WHAT YOU SHOULD DO: Transcribe each entry shown below with no difference from the original.

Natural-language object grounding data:
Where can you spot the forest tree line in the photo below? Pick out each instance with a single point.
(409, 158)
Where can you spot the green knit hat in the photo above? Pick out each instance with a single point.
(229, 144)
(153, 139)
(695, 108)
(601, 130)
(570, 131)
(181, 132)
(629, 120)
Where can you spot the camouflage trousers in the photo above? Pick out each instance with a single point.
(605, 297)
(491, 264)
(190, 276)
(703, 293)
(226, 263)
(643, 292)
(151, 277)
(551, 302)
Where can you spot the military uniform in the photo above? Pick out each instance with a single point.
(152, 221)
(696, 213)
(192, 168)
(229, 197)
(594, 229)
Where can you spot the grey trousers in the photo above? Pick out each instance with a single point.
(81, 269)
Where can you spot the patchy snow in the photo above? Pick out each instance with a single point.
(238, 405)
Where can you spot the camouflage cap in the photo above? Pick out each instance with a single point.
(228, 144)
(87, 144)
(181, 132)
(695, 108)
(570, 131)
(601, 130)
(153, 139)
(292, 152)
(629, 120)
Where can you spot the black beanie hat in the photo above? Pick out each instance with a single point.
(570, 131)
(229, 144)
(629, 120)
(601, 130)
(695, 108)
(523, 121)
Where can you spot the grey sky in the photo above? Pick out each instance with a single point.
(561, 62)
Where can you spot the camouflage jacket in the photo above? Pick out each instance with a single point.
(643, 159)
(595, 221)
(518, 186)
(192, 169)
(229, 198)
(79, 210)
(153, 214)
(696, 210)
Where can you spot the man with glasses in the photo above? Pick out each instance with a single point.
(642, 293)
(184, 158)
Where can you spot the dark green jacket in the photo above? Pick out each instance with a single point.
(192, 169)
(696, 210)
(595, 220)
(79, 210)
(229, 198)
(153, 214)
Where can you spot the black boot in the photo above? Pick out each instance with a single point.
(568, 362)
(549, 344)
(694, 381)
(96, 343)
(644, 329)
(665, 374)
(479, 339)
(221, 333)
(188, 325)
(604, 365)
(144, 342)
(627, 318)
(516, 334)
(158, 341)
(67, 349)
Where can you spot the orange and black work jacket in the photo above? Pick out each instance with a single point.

OUTPUT OF THE TASK:
Where can you spot the forest tree line in the photo below? Pick out each instance with a single point.
(409, 158)
Where can you spot the green knit hat in the photo above? Pick out each instance with a single point.
(229, 144)
(153, 139)
(695, 108)
(601, 130)
(570, 131)
(181, 132)
(629, 120)
Where can you spot the camouflage trousers in the photo above? Pick out each instance with a single point.
(605, 297)
(491, 264)
(190, 276)
(703, 293)
(226, 263)
(643, 292)
(151, 277)
(551, 302)
Where can you spot the military uniform in the photo above? Pick out each instance with a single point.
(152, 221)
(696, 213)
(192, 168)
(229, 197)
(594, 229)
Where can you spot the grey trousers in the photo above? Pick out each instance with a single point.
(81, 269)
Where can you spot the patchy snow in the photo above? Pick out each instance with a single point.
(238, 405)
Where can you spot the camouflage cap in the photo above? Pick out each instance with a single point.
(228, 144)
(87, 144)
(181, 132)
(695, 108)
(570, 131)
(601, 130)
(153, 139)
(292, 152)
(629, 120)
Where can you spot the black beanie hat in the photo above? Pick out each instance with a single point.
(570, 131)
(229, 144)
(629, 120)
(601, 130)
(695, 108)
(523, 121)
Where can you spot the grey sky in the photo above? Pick out each instance with a single point.
(561, 62)
Where can you spot the camouflage jacket in the photo above? Pick out each instance with a single point.
(643, 159)
(595, 221)
(518, 186)
(192, 169)
(229, 198)
(79, 210)
(153, 214)
(696, 210)
Where can you spot the man with glasses in the photo above? Pick out each instance with a single point.
(642, 293)
(184, 158)
Where can you spot the dark green jacket in the photo above? Pick out each instance with a single point.
(192, 169)
(696, 210)
(595, 220)
(79, 210)
(229, 198)
(153, 214)
Where can you spot the black boot in the photo above? Pick out each instance with a single point.
(568, 362)
(549, 344)
(694, 381)
(96, 343)
(644, 329)
(665, 374)
(479, 339)
(221, 333)
(188, 325)
(604, 365)
(144, 342)
(627, 318)
(516, 334)
(158, 341)
(67, 349)
Where can you spot the orange and black work jacket in the photo above? Pick out each instance with a single point.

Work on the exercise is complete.